Data records
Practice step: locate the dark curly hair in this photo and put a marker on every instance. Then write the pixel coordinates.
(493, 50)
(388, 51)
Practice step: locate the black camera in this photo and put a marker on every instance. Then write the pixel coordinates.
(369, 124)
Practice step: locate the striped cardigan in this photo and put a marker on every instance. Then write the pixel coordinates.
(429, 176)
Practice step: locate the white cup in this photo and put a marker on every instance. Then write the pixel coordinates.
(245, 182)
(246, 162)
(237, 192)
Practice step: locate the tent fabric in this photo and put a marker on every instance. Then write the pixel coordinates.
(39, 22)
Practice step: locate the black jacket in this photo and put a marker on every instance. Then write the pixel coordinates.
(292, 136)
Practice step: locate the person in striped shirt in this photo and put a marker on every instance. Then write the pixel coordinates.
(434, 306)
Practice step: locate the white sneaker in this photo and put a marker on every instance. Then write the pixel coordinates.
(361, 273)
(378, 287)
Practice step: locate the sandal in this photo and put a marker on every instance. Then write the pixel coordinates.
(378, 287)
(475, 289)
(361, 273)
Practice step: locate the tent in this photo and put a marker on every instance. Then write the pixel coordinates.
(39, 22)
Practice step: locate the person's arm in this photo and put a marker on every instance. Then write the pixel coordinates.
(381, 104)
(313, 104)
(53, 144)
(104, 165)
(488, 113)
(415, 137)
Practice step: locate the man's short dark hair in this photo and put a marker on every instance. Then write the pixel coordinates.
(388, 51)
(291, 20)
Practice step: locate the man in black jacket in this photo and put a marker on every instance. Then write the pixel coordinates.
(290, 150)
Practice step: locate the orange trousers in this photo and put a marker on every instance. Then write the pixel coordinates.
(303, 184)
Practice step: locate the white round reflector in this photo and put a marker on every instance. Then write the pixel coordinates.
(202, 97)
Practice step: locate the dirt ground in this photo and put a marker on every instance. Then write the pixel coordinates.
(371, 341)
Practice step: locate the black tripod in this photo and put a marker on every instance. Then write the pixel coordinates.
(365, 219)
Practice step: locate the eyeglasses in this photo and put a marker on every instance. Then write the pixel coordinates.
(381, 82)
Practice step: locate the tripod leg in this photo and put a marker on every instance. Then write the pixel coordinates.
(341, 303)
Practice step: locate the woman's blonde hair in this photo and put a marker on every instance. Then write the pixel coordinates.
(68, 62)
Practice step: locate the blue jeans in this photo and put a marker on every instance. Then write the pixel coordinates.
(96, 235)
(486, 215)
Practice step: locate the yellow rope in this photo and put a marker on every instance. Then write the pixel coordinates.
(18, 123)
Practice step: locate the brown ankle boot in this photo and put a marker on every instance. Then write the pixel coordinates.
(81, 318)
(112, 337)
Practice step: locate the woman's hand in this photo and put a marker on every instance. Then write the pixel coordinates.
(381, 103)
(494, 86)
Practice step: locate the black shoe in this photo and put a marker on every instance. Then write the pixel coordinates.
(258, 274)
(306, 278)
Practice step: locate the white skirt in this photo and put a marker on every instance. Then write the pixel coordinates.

Task description
The full listing above is to be copied exactly, line for line.

Response for this exercise
Practice step: locate the dark curly hair in this photo and put a marker on every instance. Then write the pixel coordinates.
(493, 50)
(388, 51)
Practice step: locate the black camera in this photo and put a marker on every instance. Then write the pixel coordinates.
(369, 124)
Practice step: locate the striped cardigan in this photo and put a marker on every instance. Then write the pixel coordinates.
(429, 176)
Practice step: locate the white cup in this photo and put a marker on every instance. Then write the pixel coordinates.
(245, 182)
(246, 162)
(237, 192)
Practice step: locate the tent fabric in this photo and put a marker on every instance. Then write the pixel coordinates.
(39, 22)
Practice step: locate the black jacket in this photo and put a marker on every instance. Then write the pixel coordinates.
(292, 136)
Practice step: locate the person in striped shirt in this photo and put a marker on every instance. Then write the pixel coordinates.
(434, 306)
Practice step: locate the white sneaker in this photo and put a marker on every instance. Then write the pixel coordinates.
(361, 273)
(378, 287)
Practice step: locate the sandal in this photo and put a marker on every instance. Then write the pixel coordinates.
(378, 287)
(475, 289)
(361, 273)
Practice step: locate the tent in this photo and put a marker on every instance. Then write the pixel coordinates.
(39, 22)
Practice step: locate the person's arm in this photo and put a marker on every instance. Then write the pixel coordinates.
(381, 104)
(313, 104)
(53, 144)
(104, 165)
(488, 113)
(415, 137)
Practice step: locate the man's short dark hair in this photo and put a marker on every instance. Then write the pixel coordinates.
(388, 51)
(291, 20)
Practice step: locate the man in black jacket in this photo and put a marker on every instance. Then write the pixel coordinates.
(290, 150)
Practice step: locate the orange trousers in this photo and put a marker on every instance. Then write the pixel coordinates.
(303, 184)
Practice step: locate the white round reflector in this photo and put a marker on every instance. Then write the pixel coordinates.
(202, 97)
Practice step: locate the dirt ground in this photo and put a marker on every instance. Then write the pixel coordinates.
(371, 341)
Practice step: locate the black tripod in this photo and put a marker on every instance. Then write the pixel coordinates.
(365, 219)
Practice step: locate the eyeglasses in this photo and put a marker on every instance. Then write the pixel coordinates.
(381, 82)
Practice step: locate the tripod leg in this photo and put a marker on every instance. Then write the pixel coordinates.
(341, 303)
Practice step: locate the woman's blonde hair in this photo and put a marker on every instance. Then write the pixel coordinates.
(68, 62)
Practice step: locate the blue jeans in this photo and put a marker on every instance. Then write the pixel coordinates.
(96, 235)
(486, 215)
Practice step: locate the yellow rope in this photo and put a marker on every instance. Then write the pixel coordinates.
(18, 123)
Practice step: locate the brown ankle boot in this photo and put a marker on every instance. Then write the pixel coordinates.
(81, 318)
(112, 337)
Practice step: locate the woman's hand in this photo and put a marker on every instance. Then write the pixel coordinates.
(381, 103)
(494, 86)
Practice step: locate the black shoe in this photo and put a marker on every instance. Then write the pixel coordinates.
(258, 274)
(306, 278)
Practice step: locate the white skirt in this photo and put a marker on every instance. Then write the pixel coordinates.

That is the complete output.